_ACTION ITEM_: For this exercise, write each entry below out precisely and omit the pictures.

Segment Start: RECORD SET

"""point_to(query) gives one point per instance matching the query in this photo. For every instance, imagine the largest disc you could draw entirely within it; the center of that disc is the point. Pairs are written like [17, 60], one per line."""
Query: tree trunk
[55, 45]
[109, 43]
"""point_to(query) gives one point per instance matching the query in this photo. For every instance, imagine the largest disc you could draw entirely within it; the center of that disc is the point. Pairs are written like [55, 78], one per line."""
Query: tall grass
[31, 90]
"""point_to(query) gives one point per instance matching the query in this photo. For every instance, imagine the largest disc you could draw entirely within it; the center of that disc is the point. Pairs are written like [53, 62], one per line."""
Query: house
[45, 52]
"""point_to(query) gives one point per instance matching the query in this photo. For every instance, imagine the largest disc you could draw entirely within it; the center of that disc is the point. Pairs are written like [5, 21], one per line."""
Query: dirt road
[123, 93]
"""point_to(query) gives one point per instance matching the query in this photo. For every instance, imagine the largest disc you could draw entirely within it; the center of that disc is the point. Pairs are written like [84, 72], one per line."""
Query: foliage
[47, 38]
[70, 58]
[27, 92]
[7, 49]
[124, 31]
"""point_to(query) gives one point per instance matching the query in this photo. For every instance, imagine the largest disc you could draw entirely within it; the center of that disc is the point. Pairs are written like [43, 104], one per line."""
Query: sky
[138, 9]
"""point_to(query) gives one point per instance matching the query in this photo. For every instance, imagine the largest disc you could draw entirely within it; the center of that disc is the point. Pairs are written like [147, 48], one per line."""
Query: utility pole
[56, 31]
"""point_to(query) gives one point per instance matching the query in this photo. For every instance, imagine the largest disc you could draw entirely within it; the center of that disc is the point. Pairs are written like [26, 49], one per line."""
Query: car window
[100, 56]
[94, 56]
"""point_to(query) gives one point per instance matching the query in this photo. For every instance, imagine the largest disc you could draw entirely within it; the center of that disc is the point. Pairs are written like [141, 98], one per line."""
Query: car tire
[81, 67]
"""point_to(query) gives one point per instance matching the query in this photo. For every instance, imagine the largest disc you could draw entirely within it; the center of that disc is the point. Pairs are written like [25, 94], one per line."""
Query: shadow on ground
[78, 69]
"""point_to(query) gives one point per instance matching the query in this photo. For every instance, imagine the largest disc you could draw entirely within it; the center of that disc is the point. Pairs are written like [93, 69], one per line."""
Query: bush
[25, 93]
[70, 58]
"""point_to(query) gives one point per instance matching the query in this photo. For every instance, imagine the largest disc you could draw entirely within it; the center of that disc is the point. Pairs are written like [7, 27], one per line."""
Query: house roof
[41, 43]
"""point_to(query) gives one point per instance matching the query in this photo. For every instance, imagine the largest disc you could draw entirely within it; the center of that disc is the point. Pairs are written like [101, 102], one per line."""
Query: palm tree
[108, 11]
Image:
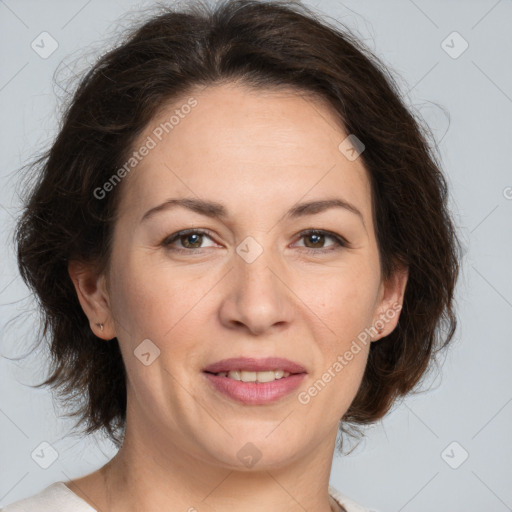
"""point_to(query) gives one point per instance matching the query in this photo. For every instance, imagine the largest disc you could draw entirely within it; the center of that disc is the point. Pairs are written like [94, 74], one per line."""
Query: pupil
[187, 237]
[317, 237]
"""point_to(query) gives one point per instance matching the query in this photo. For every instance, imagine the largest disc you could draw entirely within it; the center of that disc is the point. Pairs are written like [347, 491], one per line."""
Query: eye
[317, 237]
[191, 239]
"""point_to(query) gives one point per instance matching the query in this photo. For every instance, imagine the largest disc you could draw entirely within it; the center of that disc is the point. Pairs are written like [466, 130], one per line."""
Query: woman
[241, 245]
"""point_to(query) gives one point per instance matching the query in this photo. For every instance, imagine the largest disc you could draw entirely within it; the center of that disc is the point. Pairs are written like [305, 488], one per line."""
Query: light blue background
[400, 466]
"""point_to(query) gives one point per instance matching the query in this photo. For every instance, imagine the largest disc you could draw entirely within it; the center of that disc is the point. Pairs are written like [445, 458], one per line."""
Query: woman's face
[250, 284]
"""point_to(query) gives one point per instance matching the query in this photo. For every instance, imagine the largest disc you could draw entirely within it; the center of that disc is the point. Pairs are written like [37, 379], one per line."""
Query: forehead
[248, 148]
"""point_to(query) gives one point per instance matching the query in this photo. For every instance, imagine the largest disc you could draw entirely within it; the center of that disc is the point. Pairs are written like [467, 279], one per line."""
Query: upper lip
[255, 365]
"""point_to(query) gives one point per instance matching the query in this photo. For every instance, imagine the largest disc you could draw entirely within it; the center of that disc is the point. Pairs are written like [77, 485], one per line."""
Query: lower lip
[254, 393]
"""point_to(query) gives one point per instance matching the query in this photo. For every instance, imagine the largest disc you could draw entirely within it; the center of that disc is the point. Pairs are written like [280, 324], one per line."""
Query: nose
[257, 296]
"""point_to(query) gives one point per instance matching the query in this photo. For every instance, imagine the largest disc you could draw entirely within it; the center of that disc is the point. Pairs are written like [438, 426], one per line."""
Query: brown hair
[263, 45]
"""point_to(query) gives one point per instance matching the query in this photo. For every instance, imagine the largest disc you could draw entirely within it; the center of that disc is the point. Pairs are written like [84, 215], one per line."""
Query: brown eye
[189, 239]
[316, 240]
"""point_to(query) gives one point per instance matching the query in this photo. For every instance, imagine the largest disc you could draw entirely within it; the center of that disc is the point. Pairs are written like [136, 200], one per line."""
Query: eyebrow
[217, 210]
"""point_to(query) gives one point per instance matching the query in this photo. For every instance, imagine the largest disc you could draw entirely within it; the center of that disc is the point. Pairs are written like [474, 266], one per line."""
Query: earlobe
[93, 297]
[390, 305]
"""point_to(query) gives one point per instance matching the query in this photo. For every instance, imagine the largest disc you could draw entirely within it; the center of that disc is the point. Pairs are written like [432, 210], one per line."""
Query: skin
[258, 153]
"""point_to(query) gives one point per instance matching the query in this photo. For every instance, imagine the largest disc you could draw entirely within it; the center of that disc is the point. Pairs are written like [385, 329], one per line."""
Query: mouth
[249, 369]
[255, 381]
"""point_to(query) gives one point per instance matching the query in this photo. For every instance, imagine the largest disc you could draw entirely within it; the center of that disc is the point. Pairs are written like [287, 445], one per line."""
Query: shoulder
[346, 502]
[57, 497]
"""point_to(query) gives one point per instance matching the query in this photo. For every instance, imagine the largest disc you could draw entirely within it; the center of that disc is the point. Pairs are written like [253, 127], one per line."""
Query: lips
[255, 365]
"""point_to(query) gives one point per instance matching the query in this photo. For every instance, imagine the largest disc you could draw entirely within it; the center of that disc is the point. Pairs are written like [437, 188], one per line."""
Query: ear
[391, 299]
[92, 293]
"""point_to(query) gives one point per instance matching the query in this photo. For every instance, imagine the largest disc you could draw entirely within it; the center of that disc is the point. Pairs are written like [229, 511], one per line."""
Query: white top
[58, 497]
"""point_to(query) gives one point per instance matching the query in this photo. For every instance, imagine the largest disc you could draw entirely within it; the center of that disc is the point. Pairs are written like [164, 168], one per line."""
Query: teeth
[267, 376]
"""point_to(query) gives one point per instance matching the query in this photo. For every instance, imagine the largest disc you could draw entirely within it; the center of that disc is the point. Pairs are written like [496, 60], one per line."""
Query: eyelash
[340, 242]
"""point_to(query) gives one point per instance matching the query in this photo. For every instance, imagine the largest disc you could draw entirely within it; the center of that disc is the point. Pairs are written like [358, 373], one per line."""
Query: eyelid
[340, 241]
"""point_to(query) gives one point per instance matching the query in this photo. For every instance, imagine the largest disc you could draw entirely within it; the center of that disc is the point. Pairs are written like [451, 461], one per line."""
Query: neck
[150, 472]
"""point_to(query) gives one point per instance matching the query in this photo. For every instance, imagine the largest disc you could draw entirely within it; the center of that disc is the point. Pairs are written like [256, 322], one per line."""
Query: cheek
[344, 300]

Segment End: RECORD SET

_ANSWER TO THE PROBLEM_:
"""point_to(query) gives one point per instance matching the query in this photo. For every instance, imagine the largest disc you could draw entirely within it; the center of that disc is the point. Pairs are written like [17, 60], one per line."""
Query: tree trunk
[55, 45]
[109, 43]
"""point_to(query) gives one point per instance matching the query in this photo. For every instance, imagine the largest disc you could draw entirely within it; the center of that disc is the point. Pairs are written like [55, 78], one per line."""
Query: tall grass
[31, 90]
"""point_to(query) gives one point per instance matching the query in this photo. For every instance, imagine the largest disc you could draw entirely within it; the center of that disc is the point. Pairs are written like [53, 62], one per line."""
Query: house
[45, 52]
"""point_to(query) gives one point per instance matching the query in this photo. For every instance, imagine the largest disc you could draw entirely within it; the center of that disc is the point. Pairs are written like [5, 21], one per line."""
Query: dirt road
[123, 93]
"""point_to(query) gives one point per instance matching the query in this photo. For every instance, imagine the largest disc you could draw entirely within it; the center of that disc is the point. Pairs are written like [84, 72], one per line."""
Query: foliage
[47, 38]
[70, 58]
[27, 92]
[7, 49]
[124, 31]
"""point_to(query) gives one point per instance matching the query in this photo. For every instance, imagine the largest disc you could draw entirely within it; the center of that disc is the point. Pairs are written like [43, 104], one per line."""
Query: sky
[138, 9]
"""point_to(query) gives one point per instance matching the query in this photo. For every instance, imagine the largest disc you could draw entirely within it; the center of that disc is the point. Pairs are written like [147, 48], one per line."""
Query: utility pole
[56, 31]
"""point_to(query) gives one point per instance matching the query in this photo. For every instance, imagine the largest disc you could draw entirely within it; the center of that disc is the point. Pairs are written like [26, 49], one per line."""
Query: car window
[100, 56]
[94, 56]
"""point_to(query) gives one point per instance matching the query in this photo. For every instance, imagine the largest disc you could draw entirely within it; the center of that disc is the point. Pairs are written like [141, 98], one per line."""
Query: car tire
[81, 67]
"""point_to(query) gives one point per instance matching the query in this photo. For every instance, imagine the largest disc you could draw entirely within it; the center of that disc is the point. Pairs are written like [25, 94], one per line."""
Query: shadow on ground
[78, 69]
"""point_to(query) gives one point per instance matching the query in this photo. For every instance, imagine the largest disc you could draw entirely within it; the center of that disc is the point. Pairs are written like [93, 69], one per line."""
Query: bush
[25, 93]
[70, 58]
"""point_to(query) gives one point per instance matching the query in this photo. For every instance, imagine the largest disc you could draw entirely within it; the center of that disc is the point. Pairs are written like [7, 27], one per line."""
Query: house roof
[41, 43]
"""point_to(query) gives one point per instance matching the query in this photo. For every instance, imagine the largest disc you could draw entirely within it; the center of that disc is the point. Pairs are written like [101, 102], one per line."""
Query: palm tree
[108, 11]
Image:
"""point_to(query) gives one point per instance matching the query in this photo. For every instance, imagine the largest disc you could draw entirely within it; the center of that disc is the point. Pairs are written like [94, 74], one per line."""
Query: pupil
[187, 237]
[317, 237]
"""point_to(query) gives one point per instance matching the query in this photo. For every instance, imagine the largest disc you could draw entirely within it; the center of that disc is the point. Pairs are written like [347, 491], one per line."""
Query: eye
[317, 237]
[191, 239]
"""point_to(query) gives one point per instance matching the query in this photo. For every instance, imagine the largest disc you could draw entirely within it; the center of that disc is the point. Pairs are written like [466, 130], one per line."""
Query: woman
[241, 245]
"""point_to(query) gives one point per instance matching the query in this photo. For every instance, imagine the largest disc you could draw entirely within it; the center of that disc is the point. Pairs are written like [305, 488], one per line."""
Query: light blue background
[400, 466]
"""point_to(query) gives one point per instance matching the query in this photo. For every instance, imagine the largest disc you could draw entirely within it; the center of that disc is the point. Pairs are written like [445, 458], one per line."""
Query: woman's face
[250, 284]
"""point_to(query) gives one point per instance matching the query in this photo. For every instance, imagine the largest disc you could draw entirely within it; the center of that disc is the point. Pairs are written like [37, 379], one per line."""
Query: forehead
[248, 148]
"""point_to(query) gives one point per instance matching the query in this photo. For every instance, imagine the largest disc you could draw entirely within it; the center of that disc is the point. Pairs are written like [467, 279], one per line."""
Query: upper lip
[255, 365]
"""point_to(query) gives one point per instance matching the query in this photo. For every instance, imagine the largest disc you could draw entirely within it; the center of that disc is the point. Pairs are written like [77, 485], one per line."""
Query: lower lip
[254, 393]
"""point_to(query) gives one point per instance matching the query in this photo. For every instance, imagine the largest disc you could draw entirely within it; the center of that disc is the point. Pairs are written like [280, 324], one per line."""
Query: nose
[257, 296]
"""point_to(query) gives one point per instance matching the query in this photo. For every instance, imagine the largest disc you could draw entirely within it; the center of that disc is the point. Pairs are written like [438, 426], one per line."""
Query: brown hair
[263, 45]
"""point_to(query) gives one point per instance matching the query in this photo. For every instance, imagine the largest disc you could draw entirely within it; the center of that disc is the point. Pairs are written like [84, 215], one per line."""
Query: brown eye
[189, 239]
[316, 240]
"""point_to(query) gives one point per instance matching the query in this photo. For every instance, imagine the largest disc you could draw entirely within it; the center of that disc is the point. Pairs are written like [136, 200], one per line."""
Query: eyebrow
[217, 210]
"""point_to(query) gives one point per instance matching the query in this photo. For every instance, imagine the largest disc you could draw entirely within it; the center of that disc is the point. Pairs are written like [474, 266], one per line."""
Query: earlobe
[93, 297]
[390, 305]
"""point_to(query) gives one point per instance matching the query in this photo. For every instance, imagine the largest disc you could draw entirely within it; the center of that disc is the point. Pairs are written like [432, 210], one per line."""
Query: skin
[258, 153]
"""point_to(query) gives one point per instance matching the query in this photo. For every instance, imagine the largest disc you could draw entirely within it; the center of that disc is the point. Pairs are written like [385, 329], one per line."""
Query: mouth
[249, 369]
[255, 381]
"""point_to(query) gives one point per instance matching the query in this photo. For every instance, imagine the largest disc you could draw entirely within it; the center of that disc is the point. Pairs are written like [287, 445], one per line."""
Query: shoulder
[346, 502]
[57, 497]
"""point_to(query) gives one point per instance matching the query in this photo. For every instance, imagine the largest disc you could draw entirely within it; the center of that disc is the point. Pairs are written like [253, 127], one per line."""
Query: lips
[255, 365]
"""point_to(query) gives one point per instance matching the query in this photo. For every instance, imagine the largest disc you could draw entirely within it; the center of that disc is the point. Pairs are written like [437, 188], one per line."""
Query: ear
[391, 299]
[92, 293]
"""point_to(query) gives one point per instance matching the query in this photo. For every instance, imagine the largest disc you could draw entirely within it; the center of that disc is the point. Pairs are written like [229, 511], one per line."""
Query: white top
[58, 497]
"""point_to(query) gives one point per instance matching the query in this photo. For every instance, imagine the largest disc you could draw entirely within it; the center of that disc is the point. Pairs are written like [164, 168], one per line."""
Query: teeth
[267, 376]
"""point_to(query) gives one point per instance matching the query in this photo. For every instance, imagine the largest disc you could draw entirely within it; the center of that disc is the point. Pairs are written like [496, 60], one per line."""
Query: eyelash
[340, 242]
"""point_to(query) gives one point per instance matching the query in this photo. For every instance, imagine the largest disc you could draw entirely within it; the center of that disc is the point. Pairs are written like [358, 373], one per line."""
Query: eyelid
[340, 241]
"""point_to(query) gives one point per instance matching the query in this photo. For every instance, imagine the largest disc you could draw entirely within it; the center of that disc is the point. Pairs are written like [451, 461], one per line."""
Query: neck
[150, 472]
"""point_to(query) gives one point per instance matching the query in this photo. For every instance, imagine the largest disc you could draw entirely within it; the center of that disc is the point. Pairs are written like [256, 322], one per line."""
Query: cheek
[344, 300]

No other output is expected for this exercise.